◆ EXERCISE A: In the rows, shift the answers by adding 112 to every coordinate. Give again everything from the line containing "Put a dot on every instance of the calculator, giving" down to the end of the rows, with each request repeated as it stands and only the coordinates in the answers changed.

◆ PASSAGE SHOWN:
## Begin
The Court finds that PNM is not completely without a remedy. PNM can acquire a voluntary easement under 25 U.S.C. §§ 323-328. As stated supra, this statutory scheme and administrative procedure is an alternative to § 357’s condemnation of allotted land in federal court. See generally Miller, 26 Am. Indian L.Rev. at 121-25 (recognizing that the only way to *1173obtain easements over tribal lands is by the procedures set out in §§ 323-328 and detailed in the regulations, which requires approval from the Secretary of Interior and written consent from the appropriate tribal officials).
The Court concludes that under Rule 19(a) the Nation is a required party that cannot be joined and that under Rule 19(b) the Court cannot “in equity and good conscience” proceed with this condemnation action against the Two Allotments.
IT IS ORDERED that the MOTION TO DISMISS THE NAVAJO NATION AND ALLOTMENT NUMBERS 1160 AND 1392 (Doc. No. 32) is granted and the claims against the Nation and the Two Allotments will be dismissed without prejudice for lack of subject matter jurisdiction.
. Lorraine J. Barboan, Laura H. Chaco, Benjamin A. House, Mary R. House, Annie H. Sorrell, and Dorothy W. House are owners of fractional interests in Allotment 1160.
. Jones Dehiya is an owner of a fractional interest in Allotment 1204.
. Kalvin Charley, Mary B. Charley, Melvin L. Charley, Marla L. Charley, Christine G. Be-gay, Jimmie Gray, Thompson Grey, and Bob Grey are owners of fractional interests in Allotment 1340.
. Leonard Willie, Irene Willie, Charley Johnson, Eloise J. Smith, and Shawn Stevens are owners of fractional interests in Allotment 1392.
. Glen C. Charleston and Glenda G. Charleston are owners of fractional interests in Allotment 1877.
. Despite the joinder of the 22 Defendants in the Motion, the other three allotments will not be dismissed.
. Under Rule 71.1, a plaintiff seeking to condemn property may amend its complaint without leave of the court and at any time before the trial on compensation. Fed. R.Civ.P. 71.1(f).
. In its answer, the United States Department of Health and Human Services asserts that it has sovereign immunity from this suit. See ANSWER OF HEALTH AND HUMAN SERVICE TO THE AMENDED COMPLAINT (Doc. No. 97) at 7.
. On September 18, 2015, the 22 Defendants filed a trespass suit against PNM and the United States, as a nominal defendant, in the United States District Court for the District of New Mexico. See Barboan et al. v. Public Service Co. of N.M., Case No. 15 CV 826 LF/KK. The United States has moved to dismiss the case. Id. (Doc. No. 14).
. The FAC does not allege whether PNM sought the Nation's consent to renew the Original Easement. PNM’s application for renewal is still pending at the BIA. See FAC ¶ 35.
. See generally Todd Miller, Easements on Tribal Sovereignty, 26 Am. Indian L.Rev. 105, 121-25 (2002) (hereinafter Miller). "The only way to obtain these easements [over tribal lands] is by the procedures set out in [§§ 323-328] and detailed in the regulations. This requires approval from the Secretary of Interior and written consent from the appropriate tribal officials.” Id.
## End
[Point annotations for photos]
## Begin
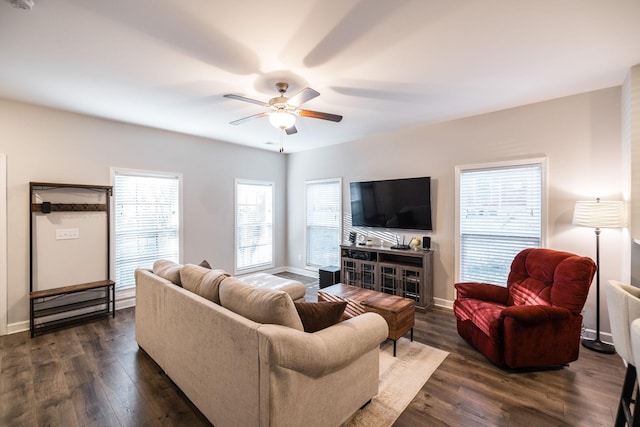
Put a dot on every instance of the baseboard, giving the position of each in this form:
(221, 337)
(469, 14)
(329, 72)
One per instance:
(440, 302)
(605, 337)
(14, 328)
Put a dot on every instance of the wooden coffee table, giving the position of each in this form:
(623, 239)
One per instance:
(397, 311)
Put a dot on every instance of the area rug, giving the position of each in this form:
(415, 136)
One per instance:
(401, 378)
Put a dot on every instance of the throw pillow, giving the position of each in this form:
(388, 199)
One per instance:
(259, 304)
(319, 315)
(168, 270)
(203, 281)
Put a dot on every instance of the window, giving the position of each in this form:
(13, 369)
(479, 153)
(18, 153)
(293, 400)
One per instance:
(500, 213)
(147, 221)
(324, 213)
(254, 225)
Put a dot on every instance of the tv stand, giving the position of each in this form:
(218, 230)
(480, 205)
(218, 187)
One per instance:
(407, 273)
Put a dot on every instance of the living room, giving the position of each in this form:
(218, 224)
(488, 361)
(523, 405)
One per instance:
(584, 137)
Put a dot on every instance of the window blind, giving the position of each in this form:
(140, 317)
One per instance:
(147, 222)
(324, 214)
(254, 225)
(500, 214)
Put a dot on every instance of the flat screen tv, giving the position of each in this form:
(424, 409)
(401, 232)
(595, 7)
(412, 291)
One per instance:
(393, 203)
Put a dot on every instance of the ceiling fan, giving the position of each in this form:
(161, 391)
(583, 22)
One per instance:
(283, 110)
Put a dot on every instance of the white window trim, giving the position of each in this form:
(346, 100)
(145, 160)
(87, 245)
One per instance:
(319, 181)
(542, 161)
(4, 291)
(126, 297)
(235, 225)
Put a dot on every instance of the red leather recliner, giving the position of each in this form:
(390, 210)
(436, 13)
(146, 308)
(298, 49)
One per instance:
(535, 321)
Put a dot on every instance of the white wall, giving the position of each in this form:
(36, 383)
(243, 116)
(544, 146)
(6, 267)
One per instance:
(580, 136)
(53, 146)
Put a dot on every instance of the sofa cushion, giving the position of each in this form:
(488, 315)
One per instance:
(319, 315)
(259, 304)
(294, 288)
(203, 281)
(168, 270)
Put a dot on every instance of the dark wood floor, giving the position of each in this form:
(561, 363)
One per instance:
(94, 375)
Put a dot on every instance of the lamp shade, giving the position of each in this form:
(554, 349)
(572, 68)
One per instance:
(282, 119)
(600, 214)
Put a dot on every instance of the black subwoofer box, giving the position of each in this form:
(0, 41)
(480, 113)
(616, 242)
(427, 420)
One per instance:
(329, 276)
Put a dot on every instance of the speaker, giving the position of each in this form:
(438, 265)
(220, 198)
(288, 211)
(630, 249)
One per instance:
(329, 276)
(426, 242)
(352, 237)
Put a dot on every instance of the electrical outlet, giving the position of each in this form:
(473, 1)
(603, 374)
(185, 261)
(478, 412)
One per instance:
(67, 233)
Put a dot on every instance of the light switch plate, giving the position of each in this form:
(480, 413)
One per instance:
(67, 233)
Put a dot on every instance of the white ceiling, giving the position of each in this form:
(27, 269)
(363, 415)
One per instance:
(382, 64)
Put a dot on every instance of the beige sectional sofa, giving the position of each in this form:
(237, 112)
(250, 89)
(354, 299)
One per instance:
(240, 354)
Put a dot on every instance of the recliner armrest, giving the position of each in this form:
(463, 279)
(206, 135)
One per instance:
(482, 291)
(532, 314)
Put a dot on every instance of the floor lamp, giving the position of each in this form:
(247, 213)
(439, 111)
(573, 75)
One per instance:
(599, 214)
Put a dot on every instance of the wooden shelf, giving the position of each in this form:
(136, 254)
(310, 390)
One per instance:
(43, 304)
(63, 306)
(406, 273)
(71, 207)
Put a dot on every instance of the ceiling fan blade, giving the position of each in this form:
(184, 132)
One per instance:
(303, 96)
(245, 99)
(319, 115)
(248, 118)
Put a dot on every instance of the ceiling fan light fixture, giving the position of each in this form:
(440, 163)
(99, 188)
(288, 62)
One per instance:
(282, 119)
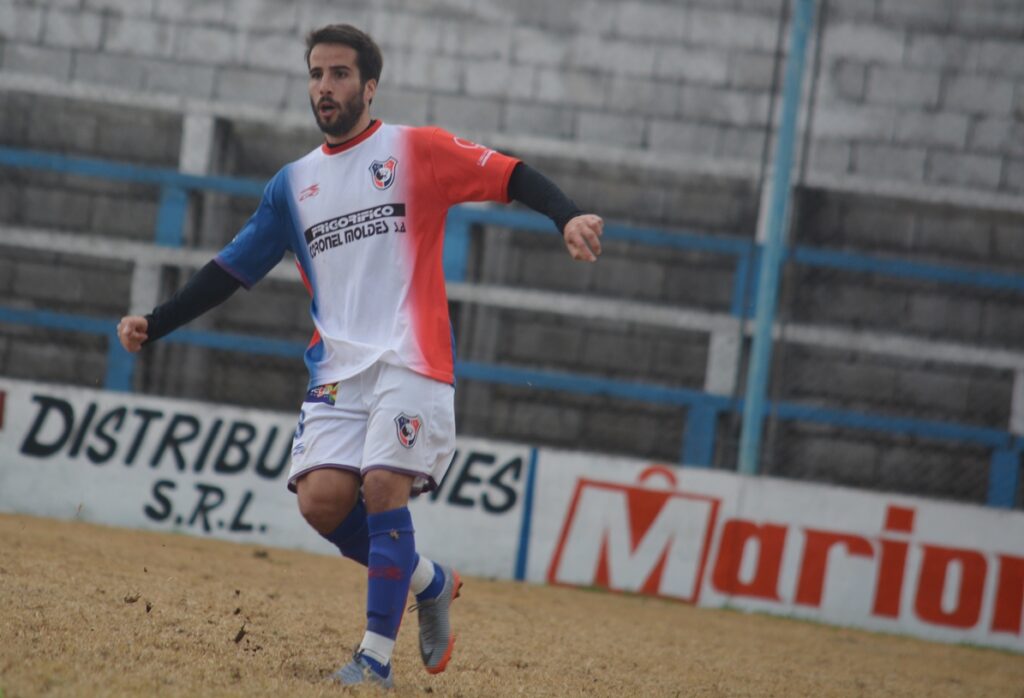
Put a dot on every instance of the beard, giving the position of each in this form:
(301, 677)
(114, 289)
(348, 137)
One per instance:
(345, 118)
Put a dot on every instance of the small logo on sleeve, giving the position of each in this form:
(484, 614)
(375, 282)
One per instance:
(326, 393)
(309, 192)
(409, 429)
(383, 173)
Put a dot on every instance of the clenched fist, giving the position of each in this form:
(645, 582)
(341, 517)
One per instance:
(583, 236)
(132, 332)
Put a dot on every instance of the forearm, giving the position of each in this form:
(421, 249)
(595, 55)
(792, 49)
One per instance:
(534, 189)
(209, 288)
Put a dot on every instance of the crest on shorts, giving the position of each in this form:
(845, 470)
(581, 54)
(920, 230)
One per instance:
(383, 173)
(409, 429)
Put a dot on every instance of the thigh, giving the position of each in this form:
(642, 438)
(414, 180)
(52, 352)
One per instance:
(331, 432)
(411, 429)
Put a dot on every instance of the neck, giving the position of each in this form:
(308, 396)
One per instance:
(361, 125)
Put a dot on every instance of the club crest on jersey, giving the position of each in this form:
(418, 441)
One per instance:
(383, 173)
(409, 429)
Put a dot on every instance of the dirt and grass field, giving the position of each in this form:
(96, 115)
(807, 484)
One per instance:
(93, 611)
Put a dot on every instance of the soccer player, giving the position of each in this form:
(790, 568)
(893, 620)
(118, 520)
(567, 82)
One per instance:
(364, 215)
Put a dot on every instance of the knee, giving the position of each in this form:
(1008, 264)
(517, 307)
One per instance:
(385, 490)
(321, 514)
(325, 508)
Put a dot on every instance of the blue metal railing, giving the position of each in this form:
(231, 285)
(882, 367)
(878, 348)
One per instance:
(704, 409)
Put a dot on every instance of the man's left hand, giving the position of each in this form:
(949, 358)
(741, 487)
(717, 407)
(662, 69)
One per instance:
(583, 236)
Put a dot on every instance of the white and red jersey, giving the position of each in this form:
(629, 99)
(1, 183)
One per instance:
(366, 221)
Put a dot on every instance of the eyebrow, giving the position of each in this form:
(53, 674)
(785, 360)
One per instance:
(331, 68)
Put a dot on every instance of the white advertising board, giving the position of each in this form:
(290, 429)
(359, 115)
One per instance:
(217, 471)
(896, 564)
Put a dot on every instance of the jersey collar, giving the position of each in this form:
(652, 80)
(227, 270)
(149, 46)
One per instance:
(374, 127)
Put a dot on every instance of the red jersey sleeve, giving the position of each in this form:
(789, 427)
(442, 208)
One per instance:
(468, 172)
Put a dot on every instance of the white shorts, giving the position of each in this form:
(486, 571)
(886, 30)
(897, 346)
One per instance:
(385, 418)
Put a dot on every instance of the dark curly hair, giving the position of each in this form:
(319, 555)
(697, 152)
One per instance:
(368, 52)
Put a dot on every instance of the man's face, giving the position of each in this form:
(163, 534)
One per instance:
(336, 93)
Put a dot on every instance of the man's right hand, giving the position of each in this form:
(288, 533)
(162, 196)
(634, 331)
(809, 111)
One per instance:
(132, 332)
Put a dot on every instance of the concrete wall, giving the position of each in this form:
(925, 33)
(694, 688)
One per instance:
(648, 113)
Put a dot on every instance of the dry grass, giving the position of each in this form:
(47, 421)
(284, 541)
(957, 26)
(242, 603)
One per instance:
(93, 611)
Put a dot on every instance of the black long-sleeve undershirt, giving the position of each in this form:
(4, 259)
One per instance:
(211, 286)
(528, 186)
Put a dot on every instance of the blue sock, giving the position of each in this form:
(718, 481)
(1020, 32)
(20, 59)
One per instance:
(351, 536)
(435, 586)
(392, 550)
(380, 669)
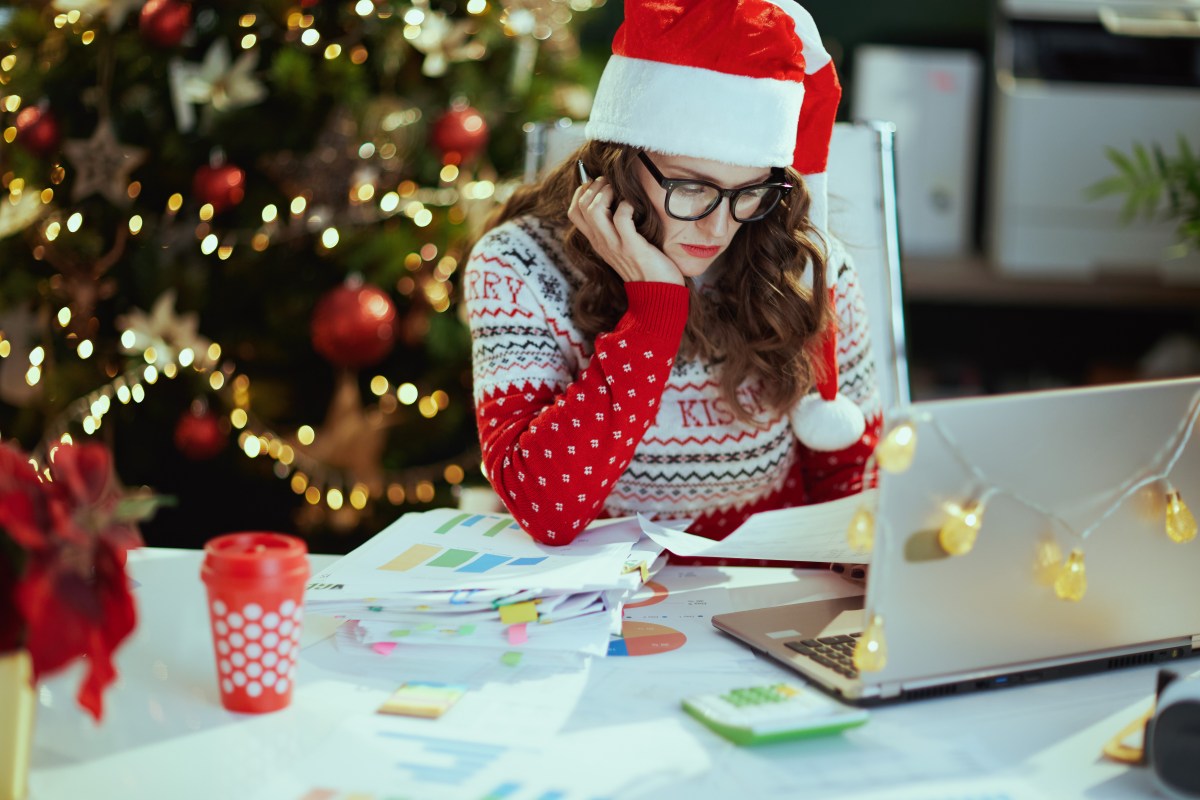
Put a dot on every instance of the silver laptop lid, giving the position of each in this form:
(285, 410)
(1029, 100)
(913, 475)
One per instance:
(1051, 467)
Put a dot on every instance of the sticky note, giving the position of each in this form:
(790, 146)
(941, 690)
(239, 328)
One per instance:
(526, 612)
(419, 698)
(517, 633)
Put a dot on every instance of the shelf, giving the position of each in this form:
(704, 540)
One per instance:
(972, 281)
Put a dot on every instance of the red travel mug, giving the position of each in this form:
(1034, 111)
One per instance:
(256, 585)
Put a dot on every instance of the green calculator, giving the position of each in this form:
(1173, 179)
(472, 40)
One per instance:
(756, 715)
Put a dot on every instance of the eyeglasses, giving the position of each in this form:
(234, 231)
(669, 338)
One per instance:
(695, 199)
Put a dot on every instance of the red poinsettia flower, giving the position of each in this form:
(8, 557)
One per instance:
(71, 594)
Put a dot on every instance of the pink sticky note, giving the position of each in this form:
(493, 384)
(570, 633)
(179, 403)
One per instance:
(517, 633)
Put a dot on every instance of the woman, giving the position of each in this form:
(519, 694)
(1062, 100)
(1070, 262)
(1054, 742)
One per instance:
(649, 319)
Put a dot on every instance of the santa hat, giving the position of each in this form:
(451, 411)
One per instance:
(742, 82)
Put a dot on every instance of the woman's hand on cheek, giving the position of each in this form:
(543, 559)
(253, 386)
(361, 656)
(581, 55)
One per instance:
(615, 236)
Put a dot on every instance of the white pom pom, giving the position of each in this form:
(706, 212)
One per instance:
(827, 425)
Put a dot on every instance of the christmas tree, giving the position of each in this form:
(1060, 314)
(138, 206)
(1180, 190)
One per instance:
(231, 239)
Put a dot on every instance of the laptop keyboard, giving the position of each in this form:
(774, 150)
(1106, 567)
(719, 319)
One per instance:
(833, 651)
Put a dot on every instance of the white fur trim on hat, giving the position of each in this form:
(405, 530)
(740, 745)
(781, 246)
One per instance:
(691, 112)
(827, 426)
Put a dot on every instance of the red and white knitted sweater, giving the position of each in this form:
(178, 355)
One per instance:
(570, 432)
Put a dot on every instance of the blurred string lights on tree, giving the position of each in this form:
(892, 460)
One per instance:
(264, 205)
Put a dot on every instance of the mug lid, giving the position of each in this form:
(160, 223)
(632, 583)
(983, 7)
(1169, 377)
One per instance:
(255, 553)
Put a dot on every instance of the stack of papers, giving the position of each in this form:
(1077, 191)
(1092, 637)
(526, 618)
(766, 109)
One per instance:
(477, 579)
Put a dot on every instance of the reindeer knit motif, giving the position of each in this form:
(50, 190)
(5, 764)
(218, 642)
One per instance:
(573, 431)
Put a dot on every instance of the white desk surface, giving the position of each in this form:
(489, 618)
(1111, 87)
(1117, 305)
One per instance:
(166, 735)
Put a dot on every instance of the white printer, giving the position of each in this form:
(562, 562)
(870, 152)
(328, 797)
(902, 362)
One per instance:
(1072, 78)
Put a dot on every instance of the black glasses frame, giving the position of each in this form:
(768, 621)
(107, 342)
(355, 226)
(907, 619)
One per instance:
(671, 184)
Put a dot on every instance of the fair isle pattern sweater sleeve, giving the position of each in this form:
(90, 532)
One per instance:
(832, 475)
(558, 427)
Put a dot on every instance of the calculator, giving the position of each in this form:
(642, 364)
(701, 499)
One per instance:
(756, 715)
## End
◆ EXERCISE B: Repeat the passage on the dismissal ruling from "The Court concludes" down to "the Two Allotments.", replacing "condemnation action" with "condemnation suit".

◆ FINAL RESULT A:
Put a dot on every instance of the calculator, giving the position of each in this form:
(642, 364)
(701, 499)
One per instance:
(868, 827)

◆ FINAL RESULT B:
The Court concludes that under Rule 19(a) the Nation is a required party that cannot be joined and that under Rule 19(b) the Court cannot “in equity and good conscience” proceed with this condemnation suit against the Two Allotments.